Michelet Dieu est convaincu que s’il retourne à Fond-des-Nègres, il pourra montrer la maison où il a travaillé pendant des années. Le propriétaire du centre commercial où il a été retenu en esclavage n’étant plus dans la zone, il a pu rejoindre ses parents. Dans ce centre-là, il était surveillé par un certain Bruno qui le transportait en camionnette à Marseillan en plein jour, selon son témoignage.
Valério Saint-Louis, journaliste de Télé Image, très connu à New York, retrace l’histoire d’Adelin Séide (3), ce jeune compatriote de 30 ans du département du Nord-Est, père de deux enfants, qui a été déclaré mort le 2 mai 2010. Ses funérailles ont été chantées le 7 mai 2010 en l’église catholique de sa zone de résidence. Le soir venu, quand on a été récupérer le zonbi, son père, Janthène Séide, muni d’une gigantesque bouteille aux allures effrayantes, a alors intercepté les malfaiteurs et recouvré son fils. L’histoire est racontée avec un luxe de détails par le père de la victime, plutôt fier de son exploit.
La Police nationale d’Haïti (PNH), à travers le commissaire Fritz Saint-Fort, avait prêté main-forte à M. Janthène Séide. Son fils, une fois rattrapé des mains des malfrats, a été transporté chez le prêtre de l’église qui avait célébré ses funérailles pour « lui passer les cordons », comme le veut la tradition. Adelin Séide, au moment du reportage de Télé Image disponible sur YouTube (3), se trouvait en République dominicaine où il recevait les soins sanitaires que nécessitait son cas puisque sa mésaventure, pour le moins rocambolesque, avait laissé des traces néfastes sur sa santé. Sans des soins médicaux intenses, confirmait son père, il serait de nouveau mort. Et cette fois-ci, pour de vrai. Selon les dernières nouvelles, Adelin a retrouvé toutes ses facultés cognitives et est devenu prédicateur d’évangile.

•••••

> Consigne 1: Dites si chacune des affirmations suivantes concorde avec le texte sur les zonbis en Haïti, en répondant par oui ou par non et en citant les mots du texte qui tranchent : (a) Adelin Séide a été déclaré mort le 2 mai 2010 ; (b) les funérailles d'Adelin Séide ont été célébrées dans un temple protestant ; (c) Michelet Dieu était surveillé par un homme nommé Bruno.
> Consigne 2: Donnez la suite du texte sur les zonbis en Haïti à partir de sa dernière phrase.
Les entrées n'ont aucun rapport avec le texte.

•••••

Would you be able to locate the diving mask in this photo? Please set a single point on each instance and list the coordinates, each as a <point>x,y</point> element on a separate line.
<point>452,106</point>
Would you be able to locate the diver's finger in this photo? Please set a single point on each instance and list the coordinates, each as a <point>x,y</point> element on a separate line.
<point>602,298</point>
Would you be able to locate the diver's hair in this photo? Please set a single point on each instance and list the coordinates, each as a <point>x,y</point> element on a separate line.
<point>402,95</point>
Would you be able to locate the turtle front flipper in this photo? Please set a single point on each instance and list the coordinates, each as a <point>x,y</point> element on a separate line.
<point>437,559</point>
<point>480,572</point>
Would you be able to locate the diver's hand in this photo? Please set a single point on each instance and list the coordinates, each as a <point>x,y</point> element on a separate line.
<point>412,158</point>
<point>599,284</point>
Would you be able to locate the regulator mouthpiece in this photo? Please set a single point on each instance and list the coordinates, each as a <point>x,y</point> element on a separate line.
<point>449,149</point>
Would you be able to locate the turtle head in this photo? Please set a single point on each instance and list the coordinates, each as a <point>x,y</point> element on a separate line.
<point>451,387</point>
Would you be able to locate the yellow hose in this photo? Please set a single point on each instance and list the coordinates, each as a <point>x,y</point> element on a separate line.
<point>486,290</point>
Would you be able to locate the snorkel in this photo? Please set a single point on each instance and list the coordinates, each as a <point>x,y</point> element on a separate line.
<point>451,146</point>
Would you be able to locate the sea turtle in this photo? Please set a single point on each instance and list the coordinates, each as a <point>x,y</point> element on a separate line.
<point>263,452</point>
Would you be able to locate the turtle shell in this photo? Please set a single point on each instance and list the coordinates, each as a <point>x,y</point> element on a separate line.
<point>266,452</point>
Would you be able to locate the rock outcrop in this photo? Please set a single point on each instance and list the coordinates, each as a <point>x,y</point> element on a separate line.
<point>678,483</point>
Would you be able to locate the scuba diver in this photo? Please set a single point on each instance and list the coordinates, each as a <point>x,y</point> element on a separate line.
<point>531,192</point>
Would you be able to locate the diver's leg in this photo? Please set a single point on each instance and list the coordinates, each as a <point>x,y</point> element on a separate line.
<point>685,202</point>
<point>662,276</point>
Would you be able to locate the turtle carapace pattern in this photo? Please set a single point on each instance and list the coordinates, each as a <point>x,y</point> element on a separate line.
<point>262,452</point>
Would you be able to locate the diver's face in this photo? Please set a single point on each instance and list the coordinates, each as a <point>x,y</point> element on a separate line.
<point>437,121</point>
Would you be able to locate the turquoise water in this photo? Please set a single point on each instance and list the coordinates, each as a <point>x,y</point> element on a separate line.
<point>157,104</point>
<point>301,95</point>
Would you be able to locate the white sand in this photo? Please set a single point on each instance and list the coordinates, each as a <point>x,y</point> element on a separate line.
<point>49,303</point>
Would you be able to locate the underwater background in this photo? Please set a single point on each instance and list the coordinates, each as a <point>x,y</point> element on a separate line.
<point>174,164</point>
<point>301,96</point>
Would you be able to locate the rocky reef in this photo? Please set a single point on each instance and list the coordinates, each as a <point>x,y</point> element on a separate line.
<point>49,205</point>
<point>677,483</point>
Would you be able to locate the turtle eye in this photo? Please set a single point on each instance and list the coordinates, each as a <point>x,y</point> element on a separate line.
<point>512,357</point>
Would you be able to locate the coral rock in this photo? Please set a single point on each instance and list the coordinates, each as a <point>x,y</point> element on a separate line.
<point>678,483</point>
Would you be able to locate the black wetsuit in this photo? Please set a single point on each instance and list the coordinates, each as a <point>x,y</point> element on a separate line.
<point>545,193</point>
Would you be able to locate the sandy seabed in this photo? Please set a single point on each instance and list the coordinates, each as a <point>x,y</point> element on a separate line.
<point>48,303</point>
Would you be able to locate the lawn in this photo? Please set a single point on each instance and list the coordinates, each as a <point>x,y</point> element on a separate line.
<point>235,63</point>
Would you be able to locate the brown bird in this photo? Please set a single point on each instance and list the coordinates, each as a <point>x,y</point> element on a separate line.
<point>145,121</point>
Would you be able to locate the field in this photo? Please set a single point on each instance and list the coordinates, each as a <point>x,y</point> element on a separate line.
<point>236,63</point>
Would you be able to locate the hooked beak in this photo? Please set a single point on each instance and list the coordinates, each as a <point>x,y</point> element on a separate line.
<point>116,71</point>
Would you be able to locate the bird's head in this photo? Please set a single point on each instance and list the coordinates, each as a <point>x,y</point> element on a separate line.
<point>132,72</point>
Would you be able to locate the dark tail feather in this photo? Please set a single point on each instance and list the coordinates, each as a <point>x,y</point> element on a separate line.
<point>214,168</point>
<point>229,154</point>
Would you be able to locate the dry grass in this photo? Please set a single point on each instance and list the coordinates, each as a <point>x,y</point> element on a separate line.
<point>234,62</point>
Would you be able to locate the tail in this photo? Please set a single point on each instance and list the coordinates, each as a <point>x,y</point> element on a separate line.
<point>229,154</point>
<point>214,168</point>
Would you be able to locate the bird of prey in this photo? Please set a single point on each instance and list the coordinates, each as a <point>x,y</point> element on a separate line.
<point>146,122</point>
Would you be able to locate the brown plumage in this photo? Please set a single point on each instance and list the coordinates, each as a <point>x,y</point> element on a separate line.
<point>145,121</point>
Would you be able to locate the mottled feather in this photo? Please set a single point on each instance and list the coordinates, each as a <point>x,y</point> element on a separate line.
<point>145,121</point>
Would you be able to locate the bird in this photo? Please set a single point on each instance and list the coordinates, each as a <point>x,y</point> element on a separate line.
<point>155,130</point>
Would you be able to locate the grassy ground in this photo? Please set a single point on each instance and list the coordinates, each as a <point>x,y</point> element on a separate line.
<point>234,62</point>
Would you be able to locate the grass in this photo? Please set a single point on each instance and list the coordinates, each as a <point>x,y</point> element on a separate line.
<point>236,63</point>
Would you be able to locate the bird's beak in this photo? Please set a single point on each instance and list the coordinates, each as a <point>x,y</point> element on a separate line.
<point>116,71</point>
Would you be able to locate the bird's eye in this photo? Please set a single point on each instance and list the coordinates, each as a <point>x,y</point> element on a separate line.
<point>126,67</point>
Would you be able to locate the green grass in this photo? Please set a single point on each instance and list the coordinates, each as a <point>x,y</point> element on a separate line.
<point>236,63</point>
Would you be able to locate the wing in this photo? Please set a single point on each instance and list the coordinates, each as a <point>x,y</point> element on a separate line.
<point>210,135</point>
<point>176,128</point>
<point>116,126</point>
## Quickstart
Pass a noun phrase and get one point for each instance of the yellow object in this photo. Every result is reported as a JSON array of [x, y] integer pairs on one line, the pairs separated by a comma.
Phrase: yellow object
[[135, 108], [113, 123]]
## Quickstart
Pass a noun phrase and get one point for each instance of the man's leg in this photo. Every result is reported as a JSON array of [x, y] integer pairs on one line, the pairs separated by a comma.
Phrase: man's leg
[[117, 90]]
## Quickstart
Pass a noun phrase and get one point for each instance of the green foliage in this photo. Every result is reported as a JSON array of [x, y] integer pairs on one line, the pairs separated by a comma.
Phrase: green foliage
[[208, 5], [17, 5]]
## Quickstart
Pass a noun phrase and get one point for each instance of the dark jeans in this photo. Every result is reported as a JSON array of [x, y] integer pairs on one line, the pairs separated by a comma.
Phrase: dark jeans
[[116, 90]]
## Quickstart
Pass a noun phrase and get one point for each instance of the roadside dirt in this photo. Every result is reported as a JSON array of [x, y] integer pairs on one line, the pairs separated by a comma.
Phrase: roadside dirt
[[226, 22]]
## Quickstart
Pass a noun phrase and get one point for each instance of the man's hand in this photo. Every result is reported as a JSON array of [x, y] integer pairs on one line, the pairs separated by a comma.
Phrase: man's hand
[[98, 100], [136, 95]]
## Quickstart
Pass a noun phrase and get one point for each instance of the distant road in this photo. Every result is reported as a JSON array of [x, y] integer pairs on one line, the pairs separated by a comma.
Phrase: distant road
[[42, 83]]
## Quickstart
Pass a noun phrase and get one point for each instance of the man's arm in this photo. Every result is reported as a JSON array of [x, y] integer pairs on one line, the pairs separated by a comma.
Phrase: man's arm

•••••

> Réponse 1:
(a) Oui : « qui a été déclaré mort le 2 mai 2010 ».
(b) Non : « Ses funérailles ont été chantées le 7 mai 2010 en l’église catholique de sa zone de résidence ».
(c) Oui : « il était surveillé par un certain Bruno ».

> Réponse 2:
L’agronome Jean Erich René raconte le cas de Ciliane, cette femme décédée en 2005 et qui est revenue chez ses parents le vendredi 11 juillet 2008 à Bande du Nord, section communale de la commune de Cap-Haïtien. Selon l’agronome René, « elle a pu rejoindre sa famille à Fort-Bourgeois, à la suite du décès du houngan bien connu à Port-Margot sous le sobriquet de Ti Bòs qui l’avait gardée en captivité pour profiter de sa force de travail avec beaucoup d’autres esclaves clandestins libérés par les fils de Ti Bòs ».
Dans de nombreuses zones en Haïti, on a vécu des scènes similaires. D’où la nécessité de poursuivre la réflexion scientifique et légale sur le sujet. Les autorités, les vodouisants et les chercheurs disposent donc d’un échantillon assez représentatif pour faire la lumière sur le phénomène de zombification et ses méfaits sur la société haïtienne. Le docteur Lamarque Douyon avait réalisé des études scientifiques intéressantes, particulièrement sur les cas de Clairvius Narcisse, Natagette Joseph et Francine Iléus. Le Dr Frantz Bernadin a publié des articles de presse sur le sujet (4).
Roland Littlewood du département d’anthropologie et de psychiatrie de la « University College » de Londres et Chavannes Douyon de la polyclinique Medica de Port-au-Prince ont publié dans la revue scientifique médicale britannique The Lancet un article intitulé « Clinical Findings in Three Cases of Zombification ».